2 Delaunay triangulation of the Earth’s surface

A triangulated irregular network (TIN) is a special case of a digital elevation model (DEM). The former is based on irregularly spaced terrain data. The terrain can be mathematically modelled by a piecewise interpolating function based on a subdivision of the 2D domain into triangles. A linear interpolating function adapted to each triangle (and elevations of its vertices) can generate a continuous surface (De Floriani and Magillo 2009). The relationship between the number of points/vertices (\(p\)), edges (\(e\)), and triangles/faces (\(t\)) in a triangle mesh is given by Euler’s formula:

$$t-e+p=2 .$$

(1)

Equation (1) is valid for the sphere; for the plane the infinite region which surrounds the convex hull of a set of points is counted as a face (e.g. Green and Sibson 1978).

----------

- Goal 1 -
Answer these questions from the text on Delaunay triangulation of the Earth's surface:
(a) What is a triangulated irregular network a special case of?
(b) What can a linear interpolating function adapted to each triangle generate?
(c) When Equation (1) is applied to the plane, what is counted as a face?
- Goal 2 -
Reproduce the part of the text on Delaunay triangulation between "A triangulated irregular" and "and Sibson 1978).", inclusive.

- Dataset excerpt -
----------

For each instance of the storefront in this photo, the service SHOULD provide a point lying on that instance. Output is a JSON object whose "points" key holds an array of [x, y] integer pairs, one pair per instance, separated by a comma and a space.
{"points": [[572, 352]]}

----------

- Correct answer 1 -
(a) A digital elevation model (DEM).
(b) A continuous surface.
(c) The infinite region which surrounds the convex hull of a set of points.

- Correct answer 2 -
A triangulated irregular network (TIN) is a special case of a digital elevation model (DEM). The former is based on irregularly spaced terrain data. The terrain can be mathematically modelled by a piecewise interpolating function based on a subdivision of the 2D domain into triangles. A linear interpolating function adapted to each triangle (and elevations of its vertices) can generate a continuous surface (De Floriani and Magillo 2009). The relationship between the number of points/vertices (\(p\)), edges (\(e\)), and triangles/faces (\(t\)) in a triangle mesh is given by Euler’s formula:

$$t-e+p=2 .$$

(1)

Equation (1) is valid for the sphere; for the plane the infinite region which surrounds the convex hull of a set of points is counted as a face (e.g. Green and Sibson 1978).